Reproduce every record below exactly as it appears.

(Part of a data file)
- - -
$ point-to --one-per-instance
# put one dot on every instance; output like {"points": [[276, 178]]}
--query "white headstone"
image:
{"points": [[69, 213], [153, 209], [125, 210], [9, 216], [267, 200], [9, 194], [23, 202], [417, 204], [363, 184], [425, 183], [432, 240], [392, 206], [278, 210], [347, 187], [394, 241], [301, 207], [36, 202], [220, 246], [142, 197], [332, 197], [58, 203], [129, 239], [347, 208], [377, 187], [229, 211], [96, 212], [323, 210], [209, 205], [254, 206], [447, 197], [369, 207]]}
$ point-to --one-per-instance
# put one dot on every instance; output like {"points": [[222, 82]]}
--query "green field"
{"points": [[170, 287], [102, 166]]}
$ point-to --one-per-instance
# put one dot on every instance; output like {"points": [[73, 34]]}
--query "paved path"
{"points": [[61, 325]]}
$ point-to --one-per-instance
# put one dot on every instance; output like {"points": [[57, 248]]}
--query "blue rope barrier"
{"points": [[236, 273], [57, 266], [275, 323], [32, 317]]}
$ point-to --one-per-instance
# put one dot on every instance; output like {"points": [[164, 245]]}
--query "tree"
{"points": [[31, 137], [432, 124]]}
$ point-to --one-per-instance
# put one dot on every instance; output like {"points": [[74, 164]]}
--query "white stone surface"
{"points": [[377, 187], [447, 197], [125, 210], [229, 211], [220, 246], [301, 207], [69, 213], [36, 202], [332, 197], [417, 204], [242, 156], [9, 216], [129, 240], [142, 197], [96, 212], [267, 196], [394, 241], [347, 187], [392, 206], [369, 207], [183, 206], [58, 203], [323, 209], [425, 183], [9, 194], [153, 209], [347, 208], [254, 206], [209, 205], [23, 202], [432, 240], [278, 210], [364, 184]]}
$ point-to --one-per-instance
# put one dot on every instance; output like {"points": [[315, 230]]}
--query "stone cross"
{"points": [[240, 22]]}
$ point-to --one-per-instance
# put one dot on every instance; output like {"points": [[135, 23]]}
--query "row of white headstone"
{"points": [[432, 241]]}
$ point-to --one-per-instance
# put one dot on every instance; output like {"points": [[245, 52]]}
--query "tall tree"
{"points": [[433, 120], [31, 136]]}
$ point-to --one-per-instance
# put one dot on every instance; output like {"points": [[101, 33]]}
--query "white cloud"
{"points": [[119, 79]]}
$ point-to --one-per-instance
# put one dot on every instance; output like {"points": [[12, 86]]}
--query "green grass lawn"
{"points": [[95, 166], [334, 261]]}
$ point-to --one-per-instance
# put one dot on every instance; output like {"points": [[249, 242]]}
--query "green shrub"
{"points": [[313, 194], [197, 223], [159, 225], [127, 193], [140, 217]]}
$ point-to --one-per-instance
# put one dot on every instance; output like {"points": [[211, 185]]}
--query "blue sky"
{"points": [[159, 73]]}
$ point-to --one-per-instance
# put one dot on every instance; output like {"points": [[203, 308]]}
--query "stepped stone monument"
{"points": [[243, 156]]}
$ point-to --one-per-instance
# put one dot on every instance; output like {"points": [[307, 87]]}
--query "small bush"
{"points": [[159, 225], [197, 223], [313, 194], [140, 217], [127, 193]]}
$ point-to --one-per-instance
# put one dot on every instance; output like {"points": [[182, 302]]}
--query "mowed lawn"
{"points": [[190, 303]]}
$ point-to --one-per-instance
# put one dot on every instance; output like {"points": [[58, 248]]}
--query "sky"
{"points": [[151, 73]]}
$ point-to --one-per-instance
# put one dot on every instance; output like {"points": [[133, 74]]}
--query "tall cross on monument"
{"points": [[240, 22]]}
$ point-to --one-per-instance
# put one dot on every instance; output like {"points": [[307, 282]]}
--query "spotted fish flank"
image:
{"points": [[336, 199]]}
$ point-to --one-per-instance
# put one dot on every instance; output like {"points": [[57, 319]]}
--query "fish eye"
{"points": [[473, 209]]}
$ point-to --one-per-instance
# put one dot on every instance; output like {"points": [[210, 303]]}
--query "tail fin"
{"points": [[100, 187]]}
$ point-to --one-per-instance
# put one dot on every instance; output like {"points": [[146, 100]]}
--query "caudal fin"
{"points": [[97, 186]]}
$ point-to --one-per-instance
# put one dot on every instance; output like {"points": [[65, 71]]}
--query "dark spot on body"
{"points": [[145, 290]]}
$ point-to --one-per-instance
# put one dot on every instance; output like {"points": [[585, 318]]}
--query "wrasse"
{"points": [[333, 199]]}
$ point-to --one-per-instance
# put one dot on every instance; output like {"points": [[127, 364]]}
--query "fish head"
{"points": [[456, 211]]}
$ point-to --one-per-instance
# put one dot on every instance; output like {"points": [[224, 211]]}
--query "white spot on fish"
- - -
→ Task output
$ point-to --one-per-instance
# put one dot on every instance; output like {"points": [[276, 178]]}
--query "white headstone"
image:
{"points": [[69, 213], [153, 209], [125, 210], [9, 216], [267, 200], [9, 194], [23, 202], [417, 204], [363, 184], [425, 183], [432, 240], [392, 206], [278, 210], [347, 187], [394, 241], [301, 207], [36, 202], [220, 246], [142, 197], [332, 197], [58, 203], [129, 239], [347, 208], [377, 187], [229, 211], [96, 212], [323, 210], [209, 205], [254, 206], [447, 197], [369, 207]]}
$ point-to --one-per-instance
# put one dot on every instance; output like {"points": [[222, 82]]}
--query "green field"
{"points": [[170, 287], [102, 166]]}
$ point-to --one-per-instance
# put one dot on every instance; output like {"points": [[73, 34]]}
--query "paved path"
{"points": [[61, 325]]}
$ point-to --one-per-instance
# put one dot on every instance; output like {"points": [[57, 248]]}
--query "blue rope barrier"
{"points": [[236, 273], [57, 266], [275, 323], [32, 317]]}
$ point-to --one-per-instance
# put one dot on every instance; output like {"points": [[164, 245]]}
--query "tree"
{"points": [[31, 137], [432, 124]]}
$ point-to --one-per-instance
# put one dot on every instance; output like {"points": [[74, 164]]}
--query "white stone surface"
{"points": [[377, 187], [447, 197], [125, 210], [229, 211], [220, 246], [301, 207], [69, 213], [36, 202], [332, 197], [417, 204], [242, 156], [9, 216], [129, 240], [142, 197], [96, 212], [267, 196], [394, 241], [347, 187], [392, 206], [369, 207], [183, 206], [58, 203], [323, 209], [425, 183], [9, 194], [153, 209], [347, 208], [254, 206], [209, 205], [23, 202], [432, 240], [278, 210], [364, 184]]}
$ point-to --one-per-instance
# put one dot on every instance; output like {"points": [[315, 230]]}
--query "stone cross"
{"points": [[240, 22]]}
$ point-to --one-per-instance
# put one dot on every instance; output like {"points": [[135, 23]]}
--query "row of white headstone"
{"points": [[432, 241]]}
$ point-to --one-per-instance
# put one dot on every instance; output like {"points": [[245, 52]]}
--query "tall tree"
{"points": [[433, 120], [31, 136]]}
$ point-to --one-per-instance
# put one dot on every instance; output like {"points": [[101, 33]]}
--query "white cloud"
{"points": [[119, 79]]}
$ point-to --one-per-instance
# put one dot on every instance; output like {"points": [[12, 86]]}
--query "green grass lawn"
{"points": [[95, 166], [334, 261]]}
$ point-to --one-per-instance
# put one dot on every instance; output like {"points": [[249, 242]]}
--query "green shrub"
{"points": [[313, 194], [197, 223], [159, 225], [127, 193], [140, 217]]}
$ point-to --one-per-instance
# put one dot on every instance; output like {"points": [[211, 185]]}
--query "blue sky"
{"points": [[159, 73]]}
$ point-to --one-per-instance
# put one dot on every instance; output like {"points": [[203, 308]]}
--query "stepped stone monument"
{"points": [[243, 156]]}
$ point-to --one-per-instance
# put one dot on every instance; output like {"points": [[307, 87]]}
--query "small bush"
{"points": [[159, 225], [197, 223], [313, 194], [140, 217], [127, 193]]}
$ point-to --one-per-instance
# put one dot on every instance; output like {"points": [[182, 302]]}
--query "mowed lawn"
{"points": [[190, 303]]}
$ point-to --one-per-instance
# put one dot on every instance; output like {"points": [[58, 248]]}
--query "sky"
{"points": [[151, 73]]}
$ point-to --one-per-instance
# put one dot on every instance; output like {"points": [[133, 74]]}
--query "tall cross on monument"
{"points": [[240, 22]]}
$ point-to --one-per-instance
# put one dot on every instance; output like {"points": [[307, 282]]}
--query "spotted fish flank"
image:
{"points": [[336, 199]]}
$ point-to --one-per-instance
# put one dot on every instance; output like {"points": [[57, 319]]}
--query "fish eye"
{"points": [[473, 209]]}
$ point-to --one-per-instance
# put one dot on every instance; output like {"points": [[210, 303]]}
--query "tail fin"
{"points": [[100, 187]]}
$ point-to --one-per-instance
# put one dot on every instance; output like {"points": [[146, 100]]}
--query "caudal fin"
{"points": [[97, 186]]}
$ point-to --one-per-instance
# put one dot on every instance; output like {"points": [[65, 71]]}
--query "dark spot on body"
{"points": [[145, 290]]}
$ point-to --one-per-instance
# put one dot on every instance; output like {"points": [[585, 318]]}
--query "wrasse"
{"points": [[333, 199]]}
$ point-to --one-per-instance
# put one dot on every instance; output like {"points": [[127, 364]]}
--query "fish head"
{"points": [[456, 211]]}
$ point-to --one-per-instance
# put one dot on every instance; output like {"points": [[224, 211]]}
--query "white spot on fish"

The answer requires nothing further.